TASK DETAILS
The answer must be an exact copy of the lines from the one holding "# point at: woman's blonde" through the final line of the entries, and nothing else.

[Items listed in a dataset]
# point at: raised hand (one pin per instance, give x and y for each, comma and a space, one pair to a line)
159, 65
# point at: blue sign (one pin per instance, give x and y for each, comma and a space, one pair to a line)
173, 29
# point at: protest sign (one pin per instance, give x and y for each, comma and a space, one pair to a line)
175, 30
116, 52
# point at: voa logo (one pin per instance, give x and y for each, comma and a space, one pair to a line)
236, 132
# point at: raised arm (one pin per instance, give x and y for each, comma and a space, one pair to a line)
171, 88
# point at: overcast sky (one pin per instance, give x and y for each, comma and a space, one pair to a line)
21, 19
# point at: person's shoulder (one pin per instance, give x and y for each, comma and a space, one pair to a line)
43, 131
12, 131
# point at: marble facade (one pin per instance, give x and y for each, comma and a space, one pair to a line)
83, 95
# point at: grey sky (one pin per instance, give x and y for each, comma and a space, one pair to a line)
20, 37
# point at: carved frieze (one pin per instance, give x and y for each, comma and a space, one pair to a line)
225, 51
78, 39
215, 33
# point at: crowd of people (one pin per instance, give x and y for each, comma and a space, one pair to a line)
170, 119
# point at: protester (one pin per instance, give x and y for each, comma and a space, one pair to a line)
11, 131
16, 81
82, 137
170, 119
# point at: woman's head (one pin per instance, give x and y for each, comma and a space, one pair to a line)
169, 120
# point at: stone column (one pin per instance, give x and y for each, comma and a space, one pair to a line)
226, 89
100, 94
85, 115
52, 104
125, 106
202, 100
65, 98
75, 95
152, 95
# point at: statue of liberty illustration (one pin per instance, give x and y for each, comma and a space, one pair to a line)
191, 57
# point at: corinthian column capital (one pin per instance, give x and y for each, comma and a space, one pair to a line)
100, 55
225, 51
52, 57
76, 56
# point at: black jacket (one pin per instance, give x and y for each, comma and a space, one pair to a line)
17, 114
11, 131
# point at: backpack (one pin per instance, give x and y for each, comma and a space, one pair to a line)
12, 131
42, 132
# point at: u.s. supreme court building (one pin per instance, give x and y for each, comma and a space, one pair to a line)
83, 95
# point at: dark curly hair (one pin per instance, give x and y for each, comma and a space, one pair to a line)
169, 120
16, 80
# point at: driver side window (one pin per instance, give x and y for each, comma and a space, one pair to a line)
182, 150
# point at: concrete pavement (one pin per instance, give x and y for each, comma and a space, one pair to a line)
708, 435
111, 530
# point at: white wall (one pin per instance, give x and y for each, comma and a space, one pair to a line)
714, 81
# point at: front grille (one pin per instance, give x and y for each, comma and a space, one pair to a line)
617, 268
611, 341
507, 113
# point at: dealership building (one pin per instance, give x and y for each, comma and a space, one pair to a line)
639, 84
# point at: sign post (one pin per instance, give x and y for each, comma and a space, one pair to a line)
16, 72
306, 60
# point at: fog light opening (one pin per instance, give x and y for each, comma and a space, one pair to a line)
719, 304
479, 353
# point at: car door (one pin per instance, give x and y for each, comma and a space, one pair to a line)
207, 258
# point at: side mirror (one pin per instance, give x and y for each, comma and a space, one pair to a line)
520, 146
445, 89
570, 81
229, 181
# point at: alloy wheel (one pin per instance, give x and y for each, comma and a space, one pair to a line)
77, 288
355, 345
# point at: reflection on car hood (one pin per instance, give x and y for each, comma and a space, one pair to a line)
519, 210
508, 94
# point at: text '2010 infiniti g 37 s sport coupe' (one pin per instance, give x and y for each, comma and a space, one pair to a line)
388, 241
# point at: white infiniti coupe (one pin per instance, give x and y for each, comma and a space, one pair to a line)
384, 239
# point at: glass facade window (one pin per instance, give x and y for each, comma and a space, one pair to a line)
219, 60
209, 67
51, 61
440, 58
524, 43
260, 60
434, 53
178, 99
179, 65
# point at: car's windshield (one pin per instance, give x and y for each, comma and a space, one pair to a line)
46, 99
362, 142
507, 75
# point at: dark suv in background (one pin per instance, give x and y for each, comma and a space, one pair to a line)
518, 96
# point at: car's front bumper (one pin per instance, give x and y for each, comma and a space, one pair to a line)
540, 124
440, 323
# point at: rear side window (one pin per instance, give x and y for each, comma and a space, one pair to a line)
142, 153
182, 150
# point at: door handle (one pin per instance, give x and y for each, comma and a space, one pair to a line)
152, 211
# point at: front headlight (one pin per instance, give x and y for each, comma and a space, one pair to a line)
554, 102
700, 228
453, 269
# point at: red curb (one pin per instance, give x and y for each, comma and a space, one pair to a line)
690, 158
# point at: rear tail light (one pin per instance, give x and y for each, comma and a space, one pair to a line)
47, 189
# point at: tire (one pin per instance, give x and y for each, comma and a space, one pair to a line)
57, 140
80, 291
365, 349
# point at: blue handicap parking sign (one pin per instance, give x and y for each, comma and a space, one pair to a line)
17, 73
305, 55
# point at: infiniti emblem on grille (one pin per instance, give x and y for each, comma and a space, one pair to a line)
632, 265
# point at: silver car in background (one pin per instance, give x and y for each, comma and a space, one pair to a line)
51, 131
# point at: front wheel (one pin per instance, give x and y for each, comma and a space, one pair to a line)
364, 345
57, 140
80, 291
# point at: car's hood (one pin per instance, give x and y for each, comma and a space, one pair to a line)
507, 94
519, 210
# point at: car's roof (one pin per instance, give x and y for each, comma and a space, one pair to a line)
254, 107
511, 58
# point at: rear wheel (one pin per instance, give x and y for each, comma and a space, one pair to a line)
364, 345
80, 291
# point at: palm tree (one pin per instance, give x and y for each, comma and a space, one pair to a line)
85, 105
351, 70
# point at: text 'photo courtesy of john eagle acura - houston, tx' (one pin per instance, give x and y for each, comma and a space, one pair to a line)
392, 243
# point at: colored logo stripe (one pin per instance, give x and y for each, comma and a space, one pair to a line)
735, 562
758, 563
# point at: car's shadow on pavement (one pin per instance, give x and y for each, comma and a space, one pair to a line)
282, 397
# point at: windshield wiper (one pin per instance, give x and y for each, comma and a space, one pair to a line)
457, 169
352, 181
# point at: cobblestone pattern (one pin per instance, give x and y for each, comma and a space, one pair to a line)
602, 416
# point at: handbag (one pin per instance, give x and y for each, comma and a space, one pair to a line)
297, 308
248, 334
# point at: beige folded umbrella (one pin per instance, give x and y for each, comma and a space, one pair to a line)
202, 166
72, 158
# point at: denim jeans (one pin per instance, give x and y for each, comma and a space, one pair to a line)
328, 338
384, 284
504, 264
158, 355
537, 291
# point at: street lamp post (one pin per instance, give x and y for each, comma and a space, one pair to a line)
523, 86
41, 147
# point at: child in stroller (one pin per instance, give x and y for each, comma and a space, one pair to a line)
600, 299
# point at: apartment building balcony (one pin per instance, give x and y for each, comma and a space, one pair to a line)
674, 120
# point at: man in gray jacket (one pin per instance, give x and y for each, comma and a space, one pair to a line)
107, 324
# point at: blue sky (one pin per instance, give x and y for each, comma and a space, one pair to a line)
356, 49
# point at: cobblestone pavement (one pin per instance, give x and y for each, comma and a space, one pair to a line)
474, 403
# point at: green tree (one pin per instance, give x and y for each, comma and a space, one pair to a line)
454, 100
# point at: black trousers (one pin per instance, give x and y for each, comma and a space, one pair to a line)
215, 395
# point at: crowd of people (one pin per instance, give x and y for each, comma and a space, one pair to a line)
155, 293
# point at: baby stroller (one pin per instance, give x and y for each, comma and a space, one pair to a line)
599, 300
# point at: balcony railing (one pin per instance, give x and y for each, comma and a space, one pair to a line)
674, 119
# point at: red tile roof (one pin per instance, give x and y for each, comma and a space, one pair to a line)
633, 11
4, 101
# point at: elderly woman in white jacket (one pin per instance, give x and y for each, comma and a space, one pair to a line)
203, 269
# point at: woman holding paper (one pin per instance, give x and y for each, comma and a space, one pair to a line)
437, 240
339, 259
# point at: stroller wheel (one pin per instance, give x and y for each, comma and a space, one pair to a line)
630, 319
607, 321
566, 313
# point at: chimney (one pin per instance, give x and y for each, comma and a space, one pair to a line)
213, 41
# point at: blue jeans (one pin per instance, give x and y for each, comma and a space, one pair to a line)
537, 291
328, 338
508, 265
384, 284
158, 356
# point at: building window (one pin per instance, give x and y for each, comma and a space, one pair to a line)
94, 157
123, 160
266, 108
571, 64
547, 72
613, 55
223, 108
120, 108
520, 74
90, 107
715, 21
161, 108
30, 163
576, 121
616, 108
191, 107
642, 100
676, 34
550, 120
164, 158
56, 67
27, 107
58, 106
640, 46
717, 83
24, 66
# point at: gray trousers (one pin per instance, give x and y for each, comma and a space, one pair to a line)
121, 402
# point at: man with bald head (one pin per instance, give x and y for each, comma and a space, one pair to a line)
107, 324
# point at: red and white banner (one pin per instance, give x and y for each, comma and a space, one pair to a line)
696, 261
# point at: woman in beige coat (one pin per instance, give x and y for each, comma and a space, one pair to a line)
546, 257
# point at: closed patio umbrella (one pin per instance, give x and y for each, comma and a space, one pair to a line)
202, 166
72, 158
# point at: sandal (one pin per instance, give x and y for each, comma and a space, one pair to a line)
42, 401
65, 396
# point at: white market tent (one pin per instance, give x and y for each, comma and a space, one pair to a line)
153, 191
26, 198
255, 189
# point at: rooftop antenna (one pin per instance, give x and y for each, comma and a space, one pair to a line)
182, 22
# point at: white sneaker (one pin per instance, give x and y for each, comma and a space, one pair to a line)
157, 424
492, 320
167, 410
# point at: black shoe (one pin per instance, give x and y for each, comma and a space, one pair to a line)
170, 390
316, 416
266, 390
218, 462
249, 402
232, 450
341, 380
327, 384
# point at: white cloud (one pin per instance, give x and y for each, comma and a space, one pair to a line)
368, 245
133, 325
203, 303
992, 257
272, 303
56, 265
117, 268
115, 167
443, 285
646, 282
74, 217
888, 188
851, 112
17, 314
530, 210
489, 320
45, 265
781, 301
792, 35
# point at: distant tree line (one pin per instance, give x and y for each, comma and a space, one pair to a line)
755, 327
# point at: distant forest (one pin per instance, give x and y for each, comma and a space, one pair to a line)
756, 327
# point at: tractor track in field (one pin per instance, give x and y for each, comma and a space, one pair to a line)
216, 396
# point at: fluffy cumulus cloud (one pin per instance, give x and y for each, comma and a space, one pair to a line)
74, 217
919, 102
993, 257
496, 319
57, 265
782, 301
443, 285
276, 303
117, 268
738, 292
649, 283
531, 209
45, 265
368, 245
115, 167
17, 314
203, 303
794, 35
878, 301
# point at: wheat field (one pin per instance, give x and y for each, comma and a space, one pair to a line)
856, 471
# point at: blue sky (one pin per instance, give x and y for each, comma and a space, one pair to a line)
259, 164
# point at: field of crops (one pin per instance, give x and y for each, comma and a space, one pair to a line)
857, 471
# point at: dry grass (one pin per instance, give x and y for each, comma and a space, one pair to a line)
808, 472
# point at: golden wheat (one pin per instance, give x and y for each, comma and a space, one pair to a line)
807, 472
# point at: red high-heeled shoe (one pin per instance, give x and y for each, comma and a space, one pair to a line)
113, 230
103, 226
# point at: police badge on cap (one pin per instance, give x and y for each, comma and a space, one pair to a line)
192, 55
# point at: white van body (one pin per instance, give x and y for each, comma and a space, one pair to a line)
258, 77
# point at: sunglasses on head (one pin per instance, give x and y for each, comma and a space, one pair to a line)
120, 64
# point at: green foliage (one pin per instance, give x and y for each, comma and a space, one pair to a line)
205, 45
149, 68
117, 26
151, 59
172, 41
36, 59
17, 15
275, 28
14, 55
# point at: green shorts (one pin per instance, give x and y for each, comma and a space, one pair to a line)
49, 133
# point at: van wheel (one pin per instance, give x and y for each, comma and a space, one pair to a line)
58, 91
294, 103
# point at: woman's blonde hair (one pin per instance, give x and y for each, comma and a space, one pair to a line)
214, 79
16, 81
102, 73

EXERCISE SOLUTION
# point at: woman's blonde hair (one pin per instance, give x and y for each, comma and a space, one pair to a line)
214, 79
16, 81
102, 73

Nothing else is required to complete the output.